[Extracted records]
****
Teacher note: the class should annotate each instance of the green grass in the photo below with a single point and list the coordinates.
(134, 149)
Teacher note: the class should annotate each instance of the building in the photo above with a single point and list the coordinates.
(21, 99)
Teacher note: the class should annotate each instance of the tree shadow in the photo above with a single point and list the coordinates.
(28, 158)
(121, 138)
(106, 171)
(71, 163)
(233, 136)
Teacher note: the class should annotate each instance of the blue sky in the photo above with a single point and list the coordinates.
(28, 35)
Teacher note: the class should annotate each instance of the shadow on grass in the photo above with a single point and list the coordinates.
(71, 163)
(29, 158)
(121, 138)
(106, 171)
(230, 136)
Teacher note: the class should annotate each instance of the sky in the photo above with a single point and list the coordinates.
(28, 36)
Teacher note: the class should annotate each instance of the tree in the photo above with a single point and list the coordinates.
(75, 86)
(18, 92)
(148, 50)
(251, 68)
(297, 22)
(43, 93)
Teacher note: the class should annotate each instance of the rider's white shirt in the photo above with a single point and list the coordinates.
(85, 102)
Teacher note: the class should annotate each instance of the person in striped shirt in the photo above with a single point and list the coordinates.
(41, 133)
****
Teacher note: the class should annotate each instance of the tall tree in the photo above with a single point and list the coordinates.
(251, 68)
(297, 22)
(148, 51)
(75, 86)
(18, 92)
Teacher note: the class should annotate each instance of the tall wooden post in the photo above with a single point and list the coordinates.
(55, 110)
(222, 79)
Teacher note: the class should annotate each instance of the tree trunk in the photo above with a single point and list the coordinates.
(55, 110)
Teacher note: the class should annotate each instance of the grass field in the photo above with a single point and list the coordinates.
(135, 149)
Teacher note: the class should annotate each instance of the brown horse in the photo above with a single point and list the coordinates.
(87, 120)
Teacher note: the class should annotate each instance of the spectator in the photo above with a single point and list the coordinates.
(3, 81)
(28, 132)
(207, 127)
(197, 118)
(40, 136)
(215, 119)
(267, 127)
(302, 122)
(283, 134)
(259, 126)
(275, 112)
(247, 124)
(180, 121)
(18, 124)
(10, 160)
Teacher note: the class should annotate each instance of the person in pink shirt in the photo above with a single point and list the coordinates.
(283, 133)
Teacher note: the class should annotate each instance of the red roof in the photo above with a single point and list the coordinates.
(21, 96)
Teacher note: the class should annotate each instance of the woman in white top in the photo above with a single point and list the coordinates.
****
§ **DIRECTIVE**
Locate each line in the material above that contains the string "grass" and copy those lines out in full. Only matches with the same capitalization count.

§ **ANSWER TO THIS EXERCISE**
Teacher note: the class should annotate each instance of the green grass in the photo below with a single point and list the coordinates.
Teacher note: the class should annotate each instance of the shadow on grass in the photo above with a single point and list the coordinates.
Teacher note: the class should annotate each instance of the grass field in the photo above with a single point and list the coordinates.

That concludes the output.